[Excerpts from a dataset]
==================================================

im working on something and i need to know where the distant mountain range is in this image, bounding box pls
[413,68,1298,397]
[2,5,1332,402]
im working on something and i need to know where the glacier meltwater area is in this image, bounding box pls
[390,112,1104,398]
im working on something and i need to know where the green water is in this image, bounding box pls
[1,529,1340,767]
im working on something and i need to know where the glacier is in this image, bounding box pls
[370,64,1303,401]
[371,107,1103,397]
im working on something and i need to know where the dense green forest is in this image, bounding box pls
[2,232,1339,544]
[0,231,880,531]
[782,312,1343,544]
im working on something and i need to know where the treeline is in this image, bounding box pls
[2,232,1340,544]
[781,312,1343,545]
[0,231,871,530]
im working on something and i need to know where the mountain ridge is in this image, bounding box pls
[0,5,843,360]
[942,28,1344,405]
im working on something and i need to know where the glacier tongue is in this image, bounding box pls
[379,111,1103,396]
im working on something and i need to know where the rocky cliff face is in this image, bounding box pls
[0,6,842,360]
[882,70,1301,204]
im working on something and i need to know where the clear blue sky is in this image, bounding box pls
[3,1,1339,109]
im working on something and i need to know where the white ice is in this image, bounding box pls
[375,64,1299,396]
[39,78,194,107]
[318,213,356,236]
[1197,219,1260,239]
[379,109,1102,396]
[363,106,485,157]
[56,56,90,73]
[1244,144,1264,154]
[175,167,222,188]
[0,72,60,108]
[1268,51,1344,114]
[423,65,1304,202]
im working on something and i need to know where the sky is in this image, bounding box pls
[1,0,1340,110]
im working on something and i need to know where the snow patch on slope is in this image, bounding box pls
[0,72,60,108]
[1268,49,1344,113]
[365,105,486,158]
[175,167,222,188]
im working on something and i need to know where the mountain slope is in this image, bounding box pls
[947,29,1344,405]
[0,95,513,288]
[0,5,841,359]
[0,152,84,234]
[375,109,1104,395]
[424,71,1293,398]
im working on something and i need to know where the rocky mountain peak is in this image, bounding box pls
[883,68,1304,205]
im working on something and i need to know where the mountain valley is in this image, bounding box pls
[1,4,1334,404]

==================================================

▸ **Exercise prompt**: Go through the entries above and restate each one exactly.

▸ **Answer for the task**:
im working on something and i need to know where the distant mountain range is in this image, bounding box pls
[413,68,1298,397]
[2,5,1332,402]
im working on something and i need to know where the glacier meltwater area is in this image, bounding box pls
[390,112,1104,398]
im working on something and i need to know where the green water is in this image, bounding box pls
[1,529,1340,767]
im working on something and i need to know where the glacier is in this image, bounding box pls
[370,64,1303,401]
[371,107,1103,397]
im working on something and i need to know where the dense green forest is in this image, bounding box pls
[2,232,1339,544]
[0,231,880,531]
[782,312,1343,544]
im working on something and i need to know where the treeline is in this image, bounding box pls
[2,232,1340,544]
[781,312,1343,545]
[0,231,871,530]
im working on something and i need to know where the mountain ridge is in this image, bounding box pls
[0,5,843,360]
[942,28,1344,405]
im working on something and i need to know where the glacier tongue is in this image, bounding box pls
[379,111,1103,396]
im working on something and i need to know where the rocky cliff face is in this image, bounding box pls
[0,6,842,360]
[882,70,1301,204]
im working on something and i need to know where the clear blue sky is in this image, bounding box pls
[3,1,1339,109]
im working on something and i need to know where the white ice is in this image, bounding box pls
[375,64,1299,396]
[39,78,194,107]
[318,213,356,236]
[1197,219,1260,239]
[379,109,1102,396]
[363,106,485,157]
[56,56,90,73]
[1244,144,1264,154]
[175,167,222,188]
[0,72,60,108]
[1268,51,1344,114]
[423,65,1304,202]
im working on something and i need to know where the sky is in this image, bounding box pls
[1,0,1340,110]
im working on something and i need to know where the snow patch on slope is in this image, bounding box pls
[0,72,60,108]
[1268,49,1344,113]
[365,105,486,158]
[175,167,222,188]
im working on something and i need to know where the mountain slope is in this image, bounding box pls
[947,29,1344,405]
[0,95,513,288]
[0,5,841,359]
[0,152,84,234]
[375,109,1104,395]
[424,71,1293,398]
im working on something and i need to know where the rocky mountain peak is in this image, bounding box pls
[883,68,1304,205]
im working on something and i need to know where the mountain valley is in this image, bounding box pls
[1,4,1334,404]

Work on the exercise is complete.